What is needed »
Your response must be an exact transcription of the lines from the one containing "Task: the pointer indicates each instance of the handrail" through the final line of the data.

(Stored data entries)
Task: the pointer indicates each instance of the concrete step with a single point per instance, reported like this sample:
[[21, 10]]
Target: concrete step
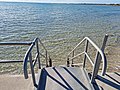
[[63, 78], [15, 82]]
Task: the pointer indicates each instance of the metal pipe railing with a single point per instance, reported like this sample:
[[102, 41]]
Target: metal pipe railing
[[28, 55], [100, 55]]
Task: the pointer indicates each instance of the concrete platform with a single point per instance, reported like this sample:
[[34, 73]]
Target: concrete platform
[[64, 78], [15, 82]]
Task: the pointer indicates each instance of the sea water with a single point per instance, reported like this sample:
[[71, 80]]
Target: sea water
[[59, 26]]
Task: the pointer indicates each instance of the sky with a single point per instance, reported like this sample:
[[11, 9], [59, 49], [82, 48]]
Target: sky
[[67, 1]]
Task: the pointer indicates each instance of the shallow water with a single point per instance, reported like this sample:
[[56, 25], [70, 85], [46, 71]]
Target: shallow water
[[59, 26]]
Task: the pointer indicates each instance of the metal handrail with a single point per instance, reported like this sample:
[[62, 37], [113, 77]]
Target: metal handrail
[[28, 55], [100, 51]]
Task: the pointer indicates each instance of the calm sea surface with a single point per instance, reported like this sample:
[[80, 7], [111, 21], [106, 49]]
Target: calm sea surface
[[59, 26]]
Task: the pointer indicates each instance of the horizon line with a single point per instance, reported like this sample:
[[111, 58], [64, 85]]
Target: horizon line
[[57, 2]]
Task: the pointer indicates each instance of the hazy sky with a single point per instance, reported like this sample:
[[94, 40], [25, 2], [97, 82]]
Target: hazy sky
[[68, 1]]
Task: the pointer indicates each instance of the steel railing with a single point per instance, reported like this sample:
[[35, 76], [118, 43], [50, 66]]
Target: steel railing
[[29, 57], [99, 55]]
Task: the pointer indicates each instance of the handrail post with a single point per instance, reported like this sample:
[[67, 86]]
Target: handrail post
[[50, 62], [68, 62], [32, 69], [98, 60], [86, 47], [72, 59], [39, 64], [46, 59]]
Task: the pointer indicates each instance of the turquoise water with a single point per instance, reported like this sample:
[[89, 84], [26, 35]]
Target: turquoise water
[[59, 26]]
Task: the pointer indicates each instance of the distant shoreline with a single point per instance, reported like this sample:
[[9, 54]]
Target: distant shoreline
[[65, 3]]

Result of this task »
Task: the pointer indicates each instance of the handrail post with a single point per instance, reported like this sample:
[[67, 86]]
Target: handrail post
[[50, 62], [68, 62], [32, 69], [98, 60], [86, 47], [72, 59], [39, 64], [46, 59]]
Task: the pointer indicates each instance of the turquoise water with a single point per instance, reported like this sample:
[[89, 84], [26, 35]]
Target: turquoise water
[[59, 26]]
Task: the pointer indicates each instance of the distant shoreline with a single point per instance, reported like this sample:
[[9, 54]]
Target: distant shoreline
[[65, 3]]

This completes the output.